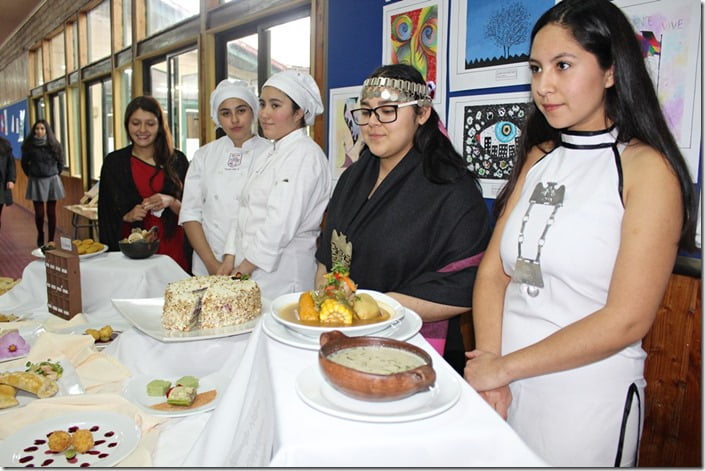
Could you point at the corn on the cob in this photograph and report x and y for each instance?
(334, 311)
(307, 307)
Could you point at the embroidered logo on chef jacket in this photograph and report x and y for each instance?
(234, 160)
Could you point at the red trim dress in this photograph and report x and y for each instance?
(173, 246)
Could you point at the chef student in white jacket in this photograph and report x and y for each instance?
(282, 205)
(218, 172)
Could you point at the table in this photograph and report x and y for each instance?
(260, 420)
(88, 212)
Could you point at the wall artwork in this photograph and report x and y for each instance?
(344, 138)
(414, 33)
(489, 42)
(485, 129)
(669, 32)
(14, 124)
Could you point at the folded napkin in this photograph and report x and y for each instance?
(39, 410)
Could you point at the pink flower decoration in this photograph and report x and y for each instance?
(13, 345)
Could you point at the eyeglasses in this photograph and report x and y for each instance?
(383, 113)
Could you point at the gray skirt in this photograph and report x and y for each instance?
(44, 189)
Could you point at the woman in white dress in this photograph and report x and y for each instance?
(283, 201)
(217, 174)
(588, 229)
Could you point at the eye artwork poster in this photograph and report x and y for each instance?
(485, 130)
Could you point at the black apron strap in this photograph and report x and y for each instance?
(633, 391)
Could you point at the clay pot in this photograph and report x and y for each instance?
(370, 386)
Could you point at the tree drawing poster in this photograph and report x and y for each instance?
(415, 34)
(485, 130)
(489, 45)
(669, 34)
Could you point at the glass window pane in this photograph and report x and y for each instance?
(184, 86)
(58, 57)
(98, 20)
(291, 46)
(58, 121)
(76, 134)
(163, 13)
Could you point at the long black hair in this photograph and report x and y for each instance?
(56, 150)
(164, 154)
(602, 29)
(441, 162)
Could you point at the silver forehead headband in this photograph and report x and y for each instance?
(394, 89)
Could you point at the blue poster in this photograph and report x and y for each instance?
(14, 125)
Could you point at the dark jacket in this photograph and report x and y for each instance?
(8, 172)
(118, 194)
(41, 161)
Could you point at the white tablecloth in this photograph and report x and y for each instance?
(105, 276)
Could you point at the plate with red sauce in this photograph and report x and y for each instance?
(115, 436)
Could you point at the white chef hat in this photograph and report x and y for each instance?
(301, 88)
(232, 89)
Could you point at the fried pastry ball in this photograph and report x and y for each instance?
(82, 440)
(59, 441)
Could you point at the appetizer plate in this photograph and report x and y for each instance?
(402, 329)
(315, 391)
(29, 332)
(146, 315)
(136, 392)
(396, 310)
(38, 253)
(115, 435)
(69, 384)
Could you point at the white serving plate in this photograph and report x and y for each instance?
(146, 315)
(135, 391)
(116, 436)
(315, 391)
(38, 253)
(390, 304)
(403, 329)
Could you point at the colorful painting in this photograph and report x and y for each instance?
(486, 129)
(490, 42)
(669, 35)
(415, 34)
(345, 140)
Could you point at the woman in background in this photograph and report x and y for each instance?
(42, 162)
(7, 174)
(141, 184)
(217, 174)
(588, 231)
(284, 198)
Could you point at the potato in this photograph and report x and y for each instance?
(366, 307)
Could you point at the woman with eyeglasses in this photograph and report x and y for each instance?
(411, 212)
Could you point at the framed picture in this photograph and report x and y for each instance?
(669, 32)
(485, 130)
(414, 33)
(344, 139)
(489, 42)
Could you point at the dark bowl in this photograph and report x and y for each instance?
(372, 386)
(139, 249)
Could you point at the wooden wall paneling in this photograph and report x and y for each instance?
(673, 408)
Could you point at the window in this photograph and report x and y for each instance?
(100, 125)
(98, 21)
(57, 66)
(174, 83)
(163, 13)
(58, 120)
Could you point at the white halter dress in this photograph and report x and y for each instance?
(559, 246)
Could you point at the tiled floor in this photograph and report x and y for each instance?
(18, 238)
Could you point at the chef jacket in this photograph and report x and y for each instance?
(215, 177)
(281, 207)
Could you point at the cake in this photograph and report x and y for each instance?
(12, 344)
(203, 302)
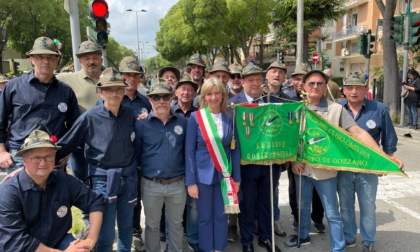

________________

= WHAT YOU WILL DO =
Would you please copy the listing exactly, omitting every picture?

= RESULT OF THIS TASK =
Could you point at the corn on the cob in this photograph and report x and y for each instance?
(334, 311)
(307, 307)
Could you point at the embroidered logo on chef jacket in this photograph and report x and y for each instance?
(234, 160)
Could you point at the red trim dress in this photograph and report x and y for each instance?
(173, 246)
Could you point at the chef student in white jacket in this photograph and report x and y for each instance?
(282, 205)
(218, 172)
Could you point at the table in this photograph and report x and y for each instance?
(260, 420)
(88, 212)
Could you point at the wall artwork in this photograph and report x and y for each instance?
(344, 138)
(414, 33)
(489, 42)
(485, 129)
(669, 32)
(14, 124)
Could you point at the folded napkin in this photograph and report x and y for each instance?
(39, 410)
Could you point at the pink flower decoration in this photograph and report x and y for each instance?
(13, 345)
Could you point at the eyeglasses in this photograph and report x and y for each instance?
(383, 113)
Could you point at the gray skirt in this photograph and report x and y for each instance?
(44, 189)
Could you point at the woman in white dress in this photograph and report x and y for each instance?
(283, 201)
(217, 174)
(588, 229)
Could you point at the eye artwork poster in this photograph and report x and y for each instance?
(485, 130)
Could you point at the black apron strap in this photograph and report x and y for each instance?
(633, 391)
Could you point at the clay pot in this photograph and report x and y for each instance?
(370, 386)
Could you point at the tree drawing poster in this photograph and report x and y for each instance?
(415, 34)
(485, 130)
(489, 45)
(669, 34)
Could you point at the glass window pane in this photograph and report x and y for each instance?
(184, 86)
(58, 57)
(98, 20)
(291, 46)
(58, 121)
(76, 134)
(163, 13)
Could you point at the long black hair in this photograph and report x and y for each instance?
(56, 150)
(164, 154)
(602, 29)
(441, 162)
Could you point at the silver forehead headband in this photograph and report x and y for each instance?
(394, 89)
Could you point at the blue poster in this photograph and report x and y for each instance?
(14, 125)
Could you point at the dark jacket in this photograph and report x and y for each instance?
(8, 172)
(118, 194)
(41, 161)
Could you point at the white tablecloth in this photograph and report x and y for each instance?
(105, 276)
Could you point at the plate with red sauce in this photograph and report x and y for each instance?
(115, 436)
Could you point at the white chef hat in this photograph and report x and y for each instance?
(301, 88)
(232, 89)
Could you point at the fried pastry ball in this photograph and report x and y for each instance?
(82, 440)
(59, 441)
Could you point at the appetizer plate in this photograph and report x and y for each instance?
(402, 329)
(315, 391)
(29, 332)
(146, 315)
(136, 392)
(396, 310)
(38, 253)
(115, 435)
(69, 384)
Could you point at the white serving plate in this photograph and report x and y for each instance?
(146, 315)
(135, 391)
(116, 436)
(315, 391)
(38, 253)
(390, 304)
(403, 329)
Could you point at the colorful painting in this photograph and report x and y for each instance?
(486, 129)
(490, 42)
(669, 35)
(415, 34)
(345, 140)
Could you point at the woman in background in this photograph and report x and y for each instance?
(42, 162)
(7, 174)
(141, 184)
(217, 174)
(588, 231)
(284, 198)
Could you point at the potato in this photograph and report x and y for each instance?
(366, 307)
Could you point at the woman with eyeglasses in this photograph and report x and y for each instance?
(411, 212)
Could you point at the framed picture in this photograph and report x and y for each instance?
(669, 32)
(485, 130)
(414, 33)
(344, 139)
(489, 42)
Could you point at the dark bowl in this photograph and report x and y for each instance?
(372, 386)
(139, 249)
Could you point at the wooden wall paneling in this photograph and report x and y for each instance?
(673, 408)
Could you point at the window in this photograph and report x and y for each instance?
(100, 125)
(98, 21)
(57, 66)
(174, 83)
(163, 13)
(58, 120)
Could you point at the white halter dress in this photograph and report x and y for each instance?
(559, 246)
Could you point at the tiled floor in this photograph and report x and y for each instance?
(18, 238)
Could you point at the chef jacket in this photograph and report x and y for each instance?
(215, 177)
(281, 207)
Could you point at the cake in this photograph and report x and y for each instance?
(12, 344)
(203, 302)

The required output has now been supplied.